>>>>>

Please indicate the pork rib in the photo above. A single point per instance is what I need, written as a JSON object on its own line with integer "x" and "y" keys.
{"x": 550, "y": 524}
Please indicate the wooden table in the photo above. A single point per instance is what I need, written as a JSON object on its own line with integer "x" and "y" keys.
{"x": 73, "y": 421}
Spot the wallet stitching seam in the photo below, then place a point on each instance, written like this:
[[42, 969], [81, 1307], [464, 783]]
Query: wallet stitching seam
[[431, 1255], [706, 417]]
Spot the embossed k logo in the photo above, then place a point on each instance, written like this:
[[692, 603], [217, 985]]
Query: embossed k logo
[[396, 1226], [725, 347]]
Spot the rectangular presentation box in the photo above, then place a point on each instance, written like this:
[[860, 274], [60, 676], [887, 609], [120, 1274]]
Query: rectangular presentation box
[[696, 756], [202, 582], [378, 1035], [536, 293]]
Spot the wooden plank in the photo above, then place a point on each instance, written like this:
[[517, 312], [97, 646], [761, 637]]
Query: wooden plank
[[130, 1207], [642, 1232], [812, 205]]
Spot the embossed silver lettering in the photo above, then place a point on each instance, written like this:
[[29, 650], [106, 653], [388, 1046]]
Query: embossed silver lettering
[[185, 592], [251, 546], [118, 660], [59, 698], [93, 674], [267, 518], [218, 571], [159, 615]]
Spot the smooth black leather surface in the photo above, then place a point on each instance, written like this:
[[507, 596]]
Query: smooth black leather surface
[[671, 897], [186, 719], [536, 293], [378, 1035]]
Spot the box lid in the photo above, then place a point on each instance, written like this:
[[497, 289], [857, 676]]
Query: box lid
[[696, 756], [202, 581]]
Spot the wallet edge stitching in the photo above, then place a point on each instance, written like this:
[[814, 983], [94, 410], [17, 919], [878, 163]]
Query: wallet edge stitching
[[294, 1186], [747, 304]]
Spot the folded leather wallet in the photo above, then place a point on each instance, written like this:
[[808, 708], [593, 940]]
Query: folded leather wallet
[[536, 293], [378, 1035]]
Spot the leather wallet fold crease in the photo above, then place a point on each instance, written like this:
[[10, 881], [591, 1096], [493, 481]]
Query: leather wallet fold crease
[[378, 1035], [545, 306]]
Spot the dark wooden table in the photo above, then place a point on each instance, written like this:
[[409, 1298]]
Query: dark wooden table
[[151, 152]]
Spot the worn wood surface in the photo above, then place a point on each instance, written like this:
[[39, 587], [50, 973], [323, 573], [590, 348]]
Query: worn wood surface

<<<<<

Find all lines in the records that hold the word "worn". Copy them.

Response below:
Spot the worn wood surface in the photo above, then place a point on each instance, written like this:
Query: worn wood surface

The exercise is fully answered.